■ SOURCE:
══════════════════════════════
Glancing over those statistics, I’m curious: What is the measure of “equality” and how is it applied game mechanically, if it is? Just looking at the matter narrativistically, I’m seeing a planet where a small elite portray themselves as literal gods (or maybe not, depending on translation!) and rule their petty theocracies with near-total autonomy being rated as 0.32, and I’m not sure that an equality of, say, 0.032 would look like.

In “On the Genealogy of Morals,” part II, Nietzsche attributes the origins of justice to the early generalization “Everything has its price; all things can be paid for”—with the price of injuring someone being that other people will make you suffer.

“Equality” is one minus the Gini coefficient of household income per household member after taxes and transfers. A value of 0 would represent an infinitesimal proportion of people getting all the income, and 1 would represent everyone having the same income. 0.32 is a very small value: the most unequal countries on Earth these days have values of about 0.38, and those are very undeveloped countries in Africa, in the South Africa to Botswana range.

It is strictly an economic measure, hence its placement in the table. It does not (directly) take social or political inequality into account (though those do of course produce economic inequality, which does get included).

P.S. It looks as though the USA has an “equality” of about 0.62. So the get the equivalent of Navabharata you could take half of the income from every family in America and give it all to whomever currently has the most income.

Suppose that 99% of the population all had the same income, and that the remaining 1% each had 200 times as much. The Gini coefficient of income would be 0.34.

On one hand, I’m not surprised to see you using the Gini coefficient; it’s one that an economist would naturally think of. On the other hand, I’m curious as to how you arrived at that rating for Navabharata and more generally how “equality” is determined when you’re creating inhabited planets. On the gripping hand, I’m even more curious about whether you’ve worked out a way to apply the index game mechanically.

At the moment the whole procedure is very unsatisfactory: I look at sorted a list of countries and pick a value that seems about right.

Well, eyeballing it might easily be as accurate as most game mechanical approaches.

What I kind of would like now is maybe something akin to the GURPS CR system, with “equality” scores from 0 to 6, and sketches of the resulting societies. So for example ER 4 would be a country like the United States. Of course the extremes would be more Platonic ideals than actual social patterns: a godking served by a vast army of destitute servants, or a hivelike communism, maybe. (Though you could turn the first into the second very easily by removing the godking, or replacing them with the collective personality of The State or The People.)

Addendum: Dividing the percentages up at 91.67, 75.00, 58.33, 41.67, 25.00, and 8.33, I see that the world basically splits up into three groups: Southern Africa, the less developed world, and the more developed world. Iceland and Ukraine almost make it over the edge into a fourth group. On the other hand, the US Census Bureau gives the US a much higher Gini, with only two states falling into what I’m calling the “developed countries” range: Utah and Alaska. It’s curious that the World Bank and Census Bureau estimates are so different; I wonder how their methodologies differ?
══════════════════════════════
■ EXCERPTED DATA:
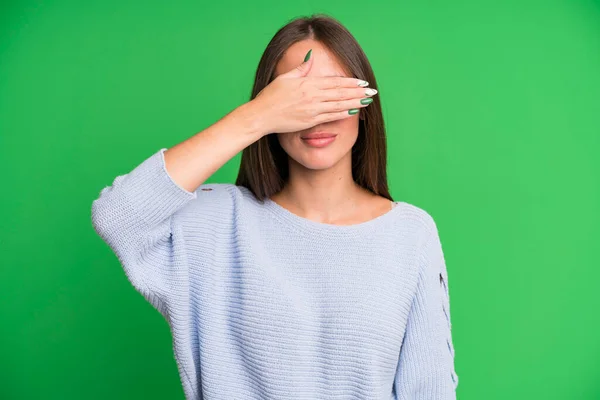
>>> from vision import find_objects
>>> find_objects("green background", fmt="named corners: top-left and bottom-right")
top-left (0, 0), bottom-right (600, 400)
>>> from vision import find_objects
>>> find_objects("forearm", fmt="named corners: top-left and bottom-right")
top-left (164, 101), bottom-right (267, 192)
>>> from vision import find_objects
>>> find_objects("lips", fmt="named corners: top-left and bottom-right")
top-left (301, 132), bottom-right (337, 139)
top-left (301, 132), bottom-right (337, 148)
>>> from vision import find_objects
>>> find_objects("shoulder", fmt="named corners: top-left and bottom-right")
top-left (394, 201), bottom-right (437, 240)
top-left (178, 183), bottom-right (258, 216)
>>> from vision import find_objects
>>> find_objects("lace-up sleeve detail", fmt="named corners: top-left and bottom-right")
top-left (394, 219), bottom-right (458, 400)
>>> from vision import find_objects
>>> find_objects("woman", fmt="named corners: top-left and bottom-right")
top-left (92, 15), bottom-right (458, 400)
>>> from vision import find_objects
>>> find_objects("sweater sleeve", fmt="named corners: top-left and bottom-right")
top-left (91, 148), bottom-right (197, 317)
top-left (394, 219), bottom-right (458, 400)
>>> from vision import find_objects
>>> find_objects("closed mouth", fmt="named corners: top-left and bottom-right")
top-left (301, 132), bottom-right (337, 140)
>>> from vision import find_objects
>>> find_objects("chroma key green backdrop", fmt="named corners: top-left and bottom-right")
top-left (0, 0), bottom-right (600, 400)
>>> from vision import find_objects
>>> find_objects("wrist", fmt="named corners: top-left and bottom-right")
top-left (231, 100), bottom-right (270, 141)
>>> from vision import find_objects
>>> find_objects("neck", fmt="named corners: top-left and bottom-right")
top-left (273, 157), bottom-right (367, 222)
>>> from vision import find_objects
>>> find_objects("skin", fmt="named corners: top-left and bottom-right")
top-left (271, 40), bottom-right (391, 225)
top-left (164, 40), bottom-right (391, 225)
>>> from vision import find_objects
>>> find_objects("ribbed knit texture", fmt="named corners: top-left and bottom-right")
top-left (92, 148), bottom-right (458, 400)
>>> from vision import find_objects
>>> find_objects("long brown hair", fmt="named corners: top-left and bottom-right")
top-left (236, 14), bottom-right (393, 200)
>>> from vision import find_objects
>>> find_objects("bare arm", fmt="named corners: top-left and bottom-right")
top-left (164, 101), bottom-right (268, 192)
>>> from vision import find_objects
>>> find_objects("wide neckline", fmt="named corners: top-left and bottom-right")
top-left (263, 197), bottom-right (402, 235)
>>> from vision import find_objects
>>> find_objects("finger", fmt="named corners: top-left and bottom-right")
top-left (317, 97), bottom-right (373, 113)
top-left (316, 88), bottom-right (377, 101)
top-left (311, 76), bottom-right (369, 89)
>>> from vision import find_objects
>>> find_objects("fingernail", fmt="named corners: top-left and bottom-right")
top-left (304, 49), bottom-right (312, 62)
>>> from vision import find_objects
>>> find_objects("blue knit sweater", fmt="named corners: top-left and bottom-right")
top-left (92, 148), bottom-right (458, 400)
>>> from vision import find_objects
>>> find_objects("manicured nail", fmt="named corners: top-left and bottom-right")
top-left (304, 49), bottom-right (312, 62)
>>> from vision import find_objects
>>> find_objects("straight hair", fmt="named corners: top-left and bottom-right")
top-left (236, 14), bottom-right (393, 201)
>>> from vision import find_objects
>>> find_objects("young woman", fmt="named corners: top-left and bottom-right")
top-left (92, 15), bottom-right (458, 400)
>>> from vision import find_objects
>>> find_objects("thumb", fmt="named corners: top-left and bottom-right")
top-left (282, 49), bottom-right (313, 78)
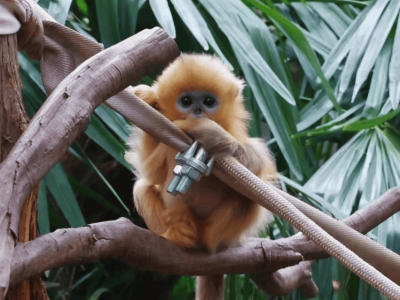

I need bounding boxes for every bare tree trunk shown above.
[0,34,48,300]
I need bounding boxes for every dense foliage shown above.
[20,0,400,300]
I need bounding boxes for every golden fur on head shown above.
[125,54,276,300]
[138,54,249,131]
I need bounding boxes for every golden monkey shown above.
[126,54,276,300]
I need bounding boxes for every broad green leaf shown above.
[292,2,337,49]
[309,2,353,37]
[322,1,376,80]
[343,108,400,131]
[302,27,332,58]
[44,163,86,227]
[338,0,389,99]
[47,0,72,25]
[245,0,341,111]
[352,1,400,100]
[239,60,303,180]
[96,0,121,48]
[297,90,333,131]
[363,39,392,117]
[304,132,369,202]
[69,142,130,215]
[85,115,130,169]
[292,102,365,138]
[171,0,232,68]
[389,14,400,109]
[38,181,50,235]
[171,0,208,50]
[118,0,139,40]
[279,175,346,220]
[200,0,295,105]
[149,0,176,39]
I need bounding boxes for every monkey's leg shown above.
[162,203,197,248]
[202,197,261,252]
[133,178,166,235]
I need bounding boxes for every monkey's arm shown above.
[175,119,276,179]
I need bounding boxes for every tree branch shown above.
[10,218,303,284]
[10,188,400,297]
[0,28,179,299]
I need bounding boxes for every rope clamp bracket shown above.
[167,141,215,196]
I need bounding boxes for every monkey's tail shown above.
[196,275,224,300]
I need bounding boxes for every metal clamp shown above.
[167,142,215,196]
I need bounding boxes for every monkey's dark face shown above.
[176,91,220,119]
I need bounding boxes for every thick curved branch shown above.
[10,218,303,284]
[0,28,179,299]
[251,187,400,298]
[10,188,400,297]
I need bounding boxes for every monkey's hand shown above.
[175,118,275,176]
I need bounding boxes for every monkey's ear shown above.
[133,84,160,110]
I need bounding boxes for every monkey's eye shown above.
[180,96,193,107]
[203,96,217,107]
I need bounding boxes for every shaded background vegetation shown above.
[19,0,400,300]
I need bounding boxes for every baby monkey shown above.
[126,54,276,300]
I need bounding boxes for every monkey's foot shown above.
[161,222,197,248]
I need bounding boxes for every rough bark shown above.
[0,28,179,299]
[0,34,48,300]
[11,188,400,297]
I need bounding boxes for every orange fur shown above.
[126,55,276,300]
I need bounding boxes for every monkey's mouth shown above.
[188,112,207,119]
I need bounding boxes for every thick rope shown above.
[107,96,400,300]
[0,0,400,299]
══════════════════════════════
■ WHAT YOU ARE ASKED TO DO:
Reproduce word for word the passage of the discussion on equality ratings from "P.S. It looks" up to and including "index game mechanically.".

■ WRITTEN ANSWER:
P.S. It looks as though the USA has an “equality” of about 0.62. So the get the equivalent of Navabharata you could take half of the income from every family in America and give it all to whomever currently has the most income.

Suppose that 99% of the population all had the same income, and that the remaining 1% each had 200 times as much. The Gini coefficient of income would be 0.34.

On one hand, I’m not surprised to see you using the Gini coefficient; it’s one that an economist would naturally think of. On the other hand, I’m curious as to how you arrived at that rating for Navabharata and more generally how “equality” is determined when you’re creating inhabited planets. On the gripping hand, I’m even more curious about whether you’ve worked out a way to apply the index game mechanically.